SUPPLIED TEXT:
This article answers common questions about lifetime period logic and handling offline assets. It also explains how some risk vectors function differently
We attempt to provide a complete picture of the cybersecurity risk posture of a company over time. Without a lifetime, ratings would change drastically on a daily basis.
Lifetimes ensure that findings—both positive and negative—continue to impact your rating. Companies that monitor you are able to assess whether your security posture is proactive or reactive based on the presence of recurring findings.
For more details, see Why do findings have a decay and lifetime period?
Although risk vectors like Patching Cadence and Compromised Systems have long lifetimes (90 days and 180 days, respectively), the impact of the findings is not the same over that period of decay.
Linear decay refers to this reduction in the overall weight of a finding over time. After the “Last Seen” date, the finding’s weight slowly reduces on a daily basis until it reaches 0 on the last day of its lifetime. This means that there wouldn’t be a single major point recovery on the last day, but instead a gradual improvement over time.

TASKS TO CARRY OUT:
1/ Condense the paragraph of the article beginning "Linear decay refers to" into one sentence that keeps its main facts.
2/ Lay out everything in the records from the line containing "Each instance of the black uniform" down to the line containing "[[432, 222], [487, 260]]", both included, as a Markdown table with the columns Row and Line. Number each line and leave out any blank lines.
The article on rating lifetimes and the records come from unrelated sources.

DATASET ENTRIES:
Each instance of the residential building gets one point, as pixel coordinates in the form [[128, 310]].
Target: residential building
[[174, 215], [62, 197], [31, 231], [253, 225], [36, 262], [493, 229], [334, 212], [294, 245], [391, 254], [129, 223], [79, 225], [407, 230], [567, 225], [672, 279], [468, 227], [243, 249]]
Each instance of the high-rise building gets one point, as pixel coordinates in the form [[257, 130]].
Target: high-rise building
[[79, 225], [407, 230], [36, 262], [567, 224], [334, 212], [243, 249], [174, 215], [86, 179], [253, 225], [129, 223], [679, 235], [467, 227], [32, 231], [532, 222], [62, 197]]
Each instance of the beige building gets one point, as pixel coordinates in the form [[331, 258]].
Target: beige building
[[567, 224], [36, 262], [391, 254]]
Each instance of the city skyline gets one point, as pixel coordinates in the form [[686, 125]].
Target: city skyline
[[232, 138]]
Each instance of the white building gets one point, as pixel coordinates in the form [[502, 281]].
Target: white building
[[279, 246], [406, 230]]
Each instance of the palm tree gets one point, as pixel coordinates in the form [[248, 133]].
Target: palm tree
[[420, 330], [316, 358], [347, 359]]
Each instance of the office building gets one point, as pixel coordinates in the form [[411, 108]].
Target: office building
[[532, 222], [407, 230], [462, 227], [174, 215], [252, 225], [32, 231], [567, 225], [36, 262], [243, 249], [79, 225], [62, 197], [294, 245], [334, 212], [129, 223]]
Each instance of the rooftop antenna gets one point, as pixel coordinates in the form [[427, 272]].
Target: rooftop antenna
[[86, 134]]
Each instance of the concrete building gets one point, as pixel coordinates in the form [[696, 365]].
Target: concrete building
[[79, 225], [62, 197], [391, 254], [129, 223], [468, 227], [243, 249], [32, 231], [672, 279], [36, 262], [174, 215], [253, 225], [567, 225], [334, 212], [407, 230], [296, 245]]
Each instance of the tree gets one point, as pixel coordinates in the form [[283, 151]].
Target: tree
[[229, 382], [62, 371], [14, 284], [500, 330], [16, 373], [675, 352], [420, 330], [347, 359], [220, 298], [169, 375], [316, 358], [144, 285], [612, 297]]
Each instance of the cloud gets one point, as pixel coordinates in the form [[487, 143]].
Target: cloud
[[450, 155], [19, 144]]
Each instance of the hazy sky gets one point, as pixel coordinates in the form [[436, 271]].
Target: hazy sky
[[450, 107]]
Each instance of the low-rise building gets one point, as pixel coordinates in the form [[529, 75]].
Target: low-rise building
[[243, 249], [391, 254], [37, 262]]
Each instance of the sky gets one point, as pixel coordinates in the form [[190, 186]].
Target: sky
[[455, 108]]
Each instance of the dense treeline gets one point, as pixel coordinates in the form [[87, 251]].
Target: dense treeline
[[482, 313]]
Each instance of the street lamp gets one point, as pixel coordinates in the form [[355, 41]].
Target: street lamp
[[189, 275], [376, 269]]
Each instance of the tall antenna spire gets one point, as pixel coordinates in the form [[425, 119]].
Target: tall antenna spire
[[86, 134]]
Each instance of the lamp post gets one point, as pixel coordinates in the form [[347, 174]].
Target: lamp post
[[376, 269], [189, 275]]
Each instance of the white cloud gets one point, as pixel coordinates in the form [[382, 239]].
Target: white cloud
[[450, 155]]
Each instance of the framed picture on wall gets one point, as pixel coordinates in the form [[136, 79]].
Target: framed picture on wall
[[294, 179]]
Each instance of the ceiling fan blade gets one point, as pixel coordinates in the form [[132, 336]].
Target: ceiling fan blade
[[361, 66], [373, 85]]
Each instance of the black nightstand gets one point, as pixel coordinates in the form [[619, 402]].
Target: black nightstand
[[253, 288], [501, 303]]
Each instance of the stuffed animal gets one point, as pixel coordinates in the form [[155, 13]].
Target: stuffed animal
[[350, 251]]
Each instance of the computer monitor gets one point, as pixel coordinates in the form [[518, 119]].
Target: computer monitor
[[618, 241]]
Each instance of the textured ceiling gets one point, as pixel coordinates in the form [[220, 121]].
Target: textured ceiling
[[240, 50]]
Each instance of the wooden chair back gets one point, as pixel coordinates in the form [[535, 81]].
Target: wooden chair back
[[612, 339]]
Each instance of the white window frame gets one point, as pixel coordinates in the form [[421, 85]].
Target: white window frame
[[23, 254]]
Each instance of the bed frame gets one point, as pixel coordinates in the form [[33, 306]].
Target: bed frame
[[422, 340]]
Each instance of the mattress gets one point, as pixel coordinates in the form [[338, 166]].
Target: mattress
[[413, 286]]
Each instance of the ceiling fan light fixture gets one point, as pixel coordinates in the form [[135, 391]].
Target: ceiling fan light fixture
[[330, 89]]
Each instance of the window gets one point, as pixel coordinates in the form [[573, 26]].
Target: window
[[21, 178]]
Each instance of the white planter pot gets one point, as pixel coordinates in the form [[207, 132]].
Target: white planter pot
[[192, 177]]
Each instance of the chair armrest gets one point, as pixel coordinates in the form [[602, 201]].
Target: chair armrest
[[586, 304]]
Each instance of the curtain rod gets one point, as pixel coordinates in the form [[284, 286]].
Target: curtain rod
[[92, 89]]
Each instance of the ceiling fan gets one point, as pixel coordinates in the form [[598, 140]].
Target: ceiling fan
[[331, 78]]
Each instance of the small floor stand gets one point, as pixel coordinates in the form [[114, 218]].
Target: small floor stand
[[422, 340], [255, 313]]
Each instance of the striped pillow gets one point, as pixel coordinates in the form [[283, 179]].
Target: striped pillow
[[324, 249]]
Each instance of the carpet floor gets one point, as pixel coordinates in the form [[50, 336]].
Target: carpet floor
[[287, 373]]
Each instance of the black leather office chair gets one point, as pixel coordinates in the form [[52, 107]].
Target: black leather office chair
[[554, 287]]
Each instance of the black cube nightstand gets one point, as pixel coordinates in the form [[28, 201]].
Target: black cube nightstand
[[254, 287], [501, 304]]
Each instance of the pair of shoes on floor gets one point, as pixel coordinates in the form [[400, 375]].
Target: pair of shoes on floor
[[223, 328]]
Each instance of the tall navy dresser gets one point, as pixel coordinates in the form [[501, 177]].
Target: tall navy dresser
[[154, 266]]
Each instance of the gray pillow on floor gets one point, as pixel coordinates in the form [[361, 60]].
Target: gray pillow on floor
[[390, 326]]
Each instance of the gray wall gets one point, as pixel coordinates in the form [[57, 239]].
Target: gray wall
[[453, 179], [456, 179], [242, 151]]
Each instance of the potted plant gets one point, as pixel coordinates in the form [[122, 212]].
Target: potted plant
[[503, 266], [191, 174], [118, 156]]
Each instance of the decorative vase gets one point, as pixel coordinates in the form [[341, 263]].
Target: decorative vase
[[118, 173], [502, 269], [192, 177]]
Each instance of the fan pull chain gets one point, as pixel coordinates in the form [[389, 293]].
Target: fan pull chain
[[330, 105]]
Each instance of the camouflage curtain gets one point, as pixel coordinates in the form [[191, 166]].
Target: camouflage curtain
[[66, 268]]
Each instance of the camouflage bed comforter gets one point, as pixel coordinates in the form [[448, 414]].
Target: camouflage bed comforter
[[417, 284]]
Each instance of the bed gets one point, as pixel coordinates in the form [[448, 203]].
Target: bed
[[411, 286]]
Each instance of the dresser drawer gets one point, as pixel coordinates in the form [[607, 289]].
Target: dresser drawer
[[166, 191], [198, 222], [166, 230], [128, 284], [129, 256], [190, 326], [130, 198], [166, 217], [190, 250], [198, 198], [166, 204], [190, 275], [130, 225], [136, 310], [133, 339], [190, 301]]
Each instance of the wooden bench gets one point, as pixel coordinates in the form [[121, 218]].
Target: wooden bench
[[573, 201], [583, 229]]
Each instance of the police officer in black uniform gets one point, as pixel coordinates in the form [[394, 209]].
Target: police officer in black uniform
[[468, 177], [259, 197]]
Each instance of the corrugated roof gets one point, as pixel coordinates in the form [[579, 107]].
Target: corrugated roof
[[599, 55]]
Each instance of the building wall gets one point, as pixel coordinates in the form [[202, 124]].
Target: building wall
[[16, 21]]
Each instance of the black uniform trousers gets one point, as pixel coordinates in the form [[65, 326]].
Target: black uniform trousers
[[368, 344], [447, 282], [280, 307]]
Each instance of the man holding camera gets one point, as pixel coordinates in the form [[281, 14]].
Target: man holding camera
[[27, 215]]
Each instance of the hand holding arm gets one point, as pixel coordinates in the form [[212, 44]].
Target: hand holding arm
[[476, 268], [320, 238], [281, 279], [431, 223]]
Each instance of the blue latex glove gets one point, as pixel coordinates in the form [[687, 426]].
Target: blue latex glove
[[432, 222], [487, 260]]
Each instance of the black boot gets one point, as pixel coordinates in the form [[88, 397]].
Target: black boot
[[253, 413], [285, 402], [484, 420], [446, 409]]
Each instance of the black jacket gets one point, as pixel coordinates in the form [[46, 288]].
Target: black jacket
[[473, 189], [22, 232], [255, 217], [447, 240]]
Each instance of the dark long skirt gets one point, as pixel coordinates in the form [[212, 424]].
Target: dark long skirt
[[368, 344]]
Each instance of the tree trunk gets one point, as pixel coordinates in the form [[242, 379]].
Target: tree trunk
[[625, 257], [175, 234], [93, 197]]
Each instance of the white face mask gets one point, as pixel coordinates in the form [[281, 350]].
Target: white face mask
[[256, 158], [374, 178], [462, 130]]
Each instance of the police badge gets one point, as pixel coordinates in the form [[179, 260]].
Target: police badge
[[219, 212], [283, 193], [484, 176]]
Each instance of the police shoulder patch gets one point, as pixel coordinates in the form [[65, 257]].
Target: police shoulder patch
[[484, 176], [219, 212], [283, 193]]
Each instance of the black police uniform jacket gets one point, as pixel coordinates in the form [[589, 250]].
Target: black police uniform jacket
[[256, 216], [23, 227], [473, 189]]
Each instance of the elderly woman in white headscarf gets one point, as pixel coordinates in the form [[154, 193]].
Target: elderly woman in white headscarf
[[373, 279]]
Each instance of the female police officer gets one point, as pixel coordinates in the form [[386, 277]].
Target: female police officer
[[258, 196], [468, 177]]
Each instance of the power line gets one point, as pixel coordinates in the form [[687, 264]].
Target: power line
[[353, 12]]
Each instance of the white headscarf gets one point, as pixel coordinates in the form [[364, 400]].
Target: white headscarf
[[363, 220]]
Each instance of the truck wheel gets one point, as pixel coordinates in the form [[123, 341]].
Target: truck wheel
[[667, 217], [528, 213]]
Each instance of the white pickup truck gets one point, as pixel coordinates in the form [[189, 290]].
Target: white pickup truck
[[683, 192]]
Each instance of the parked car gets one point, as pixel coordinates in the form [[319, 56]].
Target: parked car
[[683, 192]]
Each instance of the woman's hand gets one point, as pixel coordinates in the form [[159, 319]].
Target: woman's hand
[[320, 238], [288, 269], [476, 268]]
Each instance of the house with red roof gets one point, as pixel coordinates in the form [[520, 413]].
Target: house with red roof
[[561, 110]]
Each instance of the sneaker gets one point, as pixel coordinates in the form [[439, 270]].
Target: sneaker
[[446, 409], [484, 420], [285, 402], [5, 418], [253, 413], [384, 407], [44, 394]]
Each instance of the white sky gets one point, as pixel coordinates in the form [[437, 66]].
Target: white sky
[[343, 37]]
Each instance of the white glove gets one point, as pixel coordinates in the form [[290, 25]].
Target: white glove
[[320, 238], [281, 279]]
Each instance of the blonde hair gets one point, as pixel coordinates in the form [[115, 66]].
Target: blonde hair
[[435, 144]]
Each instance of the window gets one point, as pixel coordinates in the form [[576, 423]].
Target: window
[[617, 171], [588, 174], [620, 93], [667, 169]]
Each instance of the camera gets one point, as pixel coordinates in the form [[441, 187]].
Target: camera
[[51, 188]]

CORRECT ANSWERS:
1/ Linear decay is the daily reduction in a finding's weight after its "Last Seen" date until it reaches 0 on the last day of its lifetime, so the rating improves gradually rather than recovering in one jump on that final day.

2/
| Row | Line |
|---|---|
| 1 | Each instance of the black uniform trousers gets one point, as pixel coordinates in the form [[65, 326]]. |
| 2 | Target: black uniform trousers |
| 3 | [[368, 344], [447, 282], [280, 307]] |
| 4 | Each instance of the man holding camera gets one point, as pixel coordinates in the form [[281, 14]]. |
| 5 | Target: man holding camera |
| 6 | [[27, 215]] |
| 7 | Each instance of the hand holding arm gets one point, as pixel coordinates in the form [[212, 44]]. |
| 8 | Target: hand holding arm |
| 9 | [[476, 268], [320, 238], [281, 279], [431, 223]] |
| 10 | Each instance of the blue latex glove gets one point, as pixel coordinates in the form [[687, 426]]. |
| 11 | Target: blue latex glove |
| 12 | [[432, 222], [487, 260]] |